**Activity:** The response should consist of the records that follow, printed exactly.

Natural-language object grounding data:
=-=-=
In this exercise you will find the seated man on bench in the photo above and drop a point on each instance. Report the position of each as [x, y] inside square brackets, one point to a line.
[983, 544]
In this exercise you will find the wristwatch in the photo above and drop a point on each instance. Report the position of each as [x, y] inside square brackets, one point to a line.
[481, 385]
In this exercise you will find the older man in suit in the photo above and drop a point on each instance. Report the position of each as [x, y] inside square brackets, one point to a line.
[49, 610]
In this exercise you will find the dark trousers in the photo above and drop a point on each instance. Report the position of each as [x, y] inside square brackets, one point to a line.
=-=-=
**Completed exercise:**
In this exercise you will find the seated man on bench in the photo above and drop a point on each instance. Report the position of each as [x, y] inside square brackets, one point to a line.
[983, 544]
In this exercise you will find the wristwatch in the photo above and drop a point on each instance. Report the position of each as [x, y] inside square brackets, one point to a line.
[481, 385]
In this exercise you will find the older man in suit in the photo above and drop a point on each instance. Report the position of each as [x, y] inside square brackets, one point to a line.
[49, 610]
In this exercise you will find the dark trousers in the photo above and drop a point on each instance. Report the position of each as [x, y] inside square brackets, one point to a line.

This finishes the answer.